*PROBLEMS TO SOLVE*:
**a.** In the dog training thread, why does Brian McQuain film almost every training session?
**b.** Answer these questions from the dog training thread, one per line:
(i) Whose post do both Nicole Stark and Amber Emerson quote?
(ii) What date appears on Amber Emerson's post?
(iii) According to Nicole Stark, what kind of time in dog training did the Dutch create for her?
**c.** Rename "video" to "recording" in the stretch of the dog training thread from "I feel like" through "(Jan 12, 2010)", and give that stretch again.

*READING TEXT*:
------------------------
Actually, I guess I do keep and review training logs as well. I do film almost every training session and review the film for improvements. Most of the time Im watching myself thinking "what the hell are you doing man?!"


----------



## Nicole Stark (Jul 22, 2009)

Brian McQuain said:


> Actually, I guess I do keep and review training logs as well. I do film almost every training session and review the film for improvements. Most of the time Im watching myself thinking "what the hell are you doing man?!"


LOL yeah, that too.

I'm surprised anyone read that long ass post. :-o But, glad at least two did. 

The Dutch created a '60s-70s like time in dog training for me. I remember my dad would talk about all the wild shit they did back then. For a moment I felt like I was in that kind of time with her. In terms of discovery and associating with new ideas and people. And well, sometimes she was that bad hit of acid :twisted:


----------



## Amber Emerson (Jun 30, 2015)

Brian McQuain said:


> Actually, I guess I do keep and review training logs as well. I do film almost every training session and review the film for improvements. Most of the time Im watching myself thinking "what the hell are you doing man?!"


I feel like it would be that way with me l. Seeing what's nessesary and what's not. Were my strong and week points are. I hate seeing myself inll a video so writing is easier for me.


----------



## Sarah Platts (Jan 12, 2010)
------------------------
*GIVEN INFORMATION*:
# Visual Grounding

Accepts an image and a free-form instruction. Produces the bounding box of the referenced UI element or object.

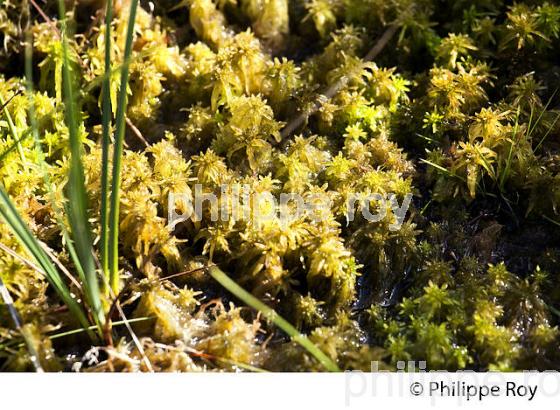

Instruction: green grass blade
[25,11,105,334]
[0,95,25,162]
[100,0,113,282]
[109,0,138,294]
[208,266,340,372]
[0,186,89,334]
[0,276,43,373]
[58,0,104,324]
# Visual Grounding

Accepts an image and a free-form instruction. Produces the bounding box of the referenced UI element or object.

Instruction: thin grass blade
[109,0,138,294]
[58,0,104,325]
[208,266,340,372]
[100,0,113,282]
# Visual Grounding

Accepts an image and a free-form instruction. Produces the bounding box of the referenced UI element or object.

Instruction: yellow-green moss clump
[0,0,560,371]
------------------------
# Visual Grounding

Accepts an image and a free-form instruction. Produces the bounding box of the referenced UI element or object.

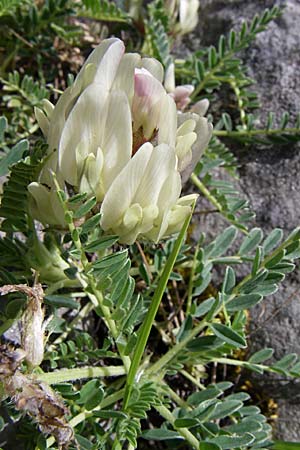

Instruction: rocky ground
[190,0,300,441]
------------------------
*WORKED ANSWERS*:
**a.** He films almost every session so he can review the film for improvements.

**b.**
(i) Brian McQuain's
(ii) Jun 30, 2015
(iii) A '60s-70s like time

**c.**
I feel like it would be that way with me l. Seeing what's nessesary and what's not. Were my strong and week points are. I hate seeing myself inll a recording so writing is easier for me.


----------



## Sarah Platts (Jan 12, 2010)